(Stored data)
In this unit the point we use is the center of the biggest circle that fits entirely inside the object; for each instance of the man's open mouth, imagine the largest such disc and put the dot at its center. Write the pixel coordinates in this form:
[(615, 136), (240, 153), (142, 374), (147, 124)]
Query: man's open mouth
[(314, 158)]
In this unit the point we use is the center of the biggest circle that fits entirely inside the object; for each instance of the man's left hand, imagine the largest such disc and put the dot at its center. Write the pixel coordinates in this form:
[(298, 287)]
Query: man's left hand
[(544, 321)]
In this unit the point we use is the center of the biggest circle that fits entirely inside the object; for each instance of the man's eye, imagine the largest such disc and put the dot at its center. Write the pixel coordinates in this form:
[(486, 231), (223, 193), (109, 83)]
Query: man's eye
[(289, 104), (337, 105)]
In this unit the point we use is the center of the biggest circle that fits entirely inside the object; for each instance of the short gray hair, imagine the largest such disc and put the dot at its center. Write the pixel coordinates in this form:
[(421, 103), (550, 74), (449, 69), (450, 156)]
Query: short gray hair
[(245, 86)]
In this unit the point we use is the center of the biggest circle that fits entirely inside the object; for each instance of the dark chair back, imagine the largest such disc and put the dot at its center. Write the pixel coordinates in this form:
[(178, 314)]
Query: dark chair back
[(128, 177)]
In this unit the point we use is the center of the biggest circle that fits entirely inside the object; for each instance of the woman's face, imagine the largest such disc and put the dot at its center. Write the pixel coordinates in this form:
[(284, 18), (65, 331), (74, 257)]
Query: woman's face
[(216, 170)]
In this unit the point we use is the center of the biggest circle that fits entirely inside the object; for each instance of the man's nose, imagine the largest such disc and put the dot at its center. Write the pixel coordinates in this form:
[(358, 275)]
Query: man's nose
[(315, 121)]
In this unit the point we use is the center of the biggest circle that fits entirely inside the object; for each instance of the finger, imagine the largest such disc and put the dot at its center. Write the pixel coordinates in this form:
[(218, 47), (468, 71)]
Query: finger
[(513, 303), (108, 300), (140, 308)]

__Task to complete__: Each line of the records above must be copied exactly.

__Response area__:
In this unit the point we use is the center of the biggest circle that fits entirely inside the object; for each instance of the man's open mouth, imagine the largest such disc and put the dot at its center. Write the pixel coordinates in this form:
[(615, 136), (240, 153), (142, 374), (147, 124)]
Query: man's open mouth
[(314, 158)]
In this unit the point we use is the center of the biggest circle that fits entirely inside the object; for each instance of the man's left hand, imagine the largest such disc and put the dot at its center. Write the pixel coordinates in this form:
[(298, 287)]
Query: man's left hand
[(544, 321)]
In this unit the point we use is the center of the biggest circle that fits entirely inside the object; for each instance of the man's eye, imagine the largest such disc and put the dot at its center. Write the pixel coordinates in this form:
[(486, 231), (223, 193), (109, 83)]
Query: man's eye
[(289, 104), (337, 105)]
In this unit the point we use is the center of the biggest circle that fits entirely inside the object; for each instance of the short gray hair, imagine the largest such disc and put the dot at its center. Write the pixel coordinates in this form:
[(421, 103), (550, 74), (449, 69), (450, 156)]
Query: short gray hair
[(245, 86)]
In this unit the point we use is the center of the biggest circle that fits entirely inside the object; for each instance of the dark chair back, imagine the largest such disc and put the dot at its center. Write the pixel coordinates in this form:
[(178, 314)]
Query: dark chair back
[(128, 177)]
In this unit the point we use is the center of the biggest circle that fits entirely inside the object; for each instance of the woman's face, imagine the largest such disc and put the dot at its center. Write the pixel coordinates in this form:
[(284, 18), (65, 331), (74, 257)]
Query: woman's face
[(216, 170)]
In this unit the point we use is the center of the biggest circle that fits entirely inside the object; for each instance of the man's nose, imagine the largest such disc and put the dot at its center. Write the pixel coordinates in this form:
[(358, 275)]
Query: man's nose
[(315, 121)]
In this unit the point we use is the center of the biggest circle that fits entirely inside the object; for each instance of the finger, imagine the largest such disc and put the dot at its center. Write the pixel coordinates in this form:
[(218, 47), (468, 71)]
Query: finger
[(513, 303), (108, 300), (140, 308)]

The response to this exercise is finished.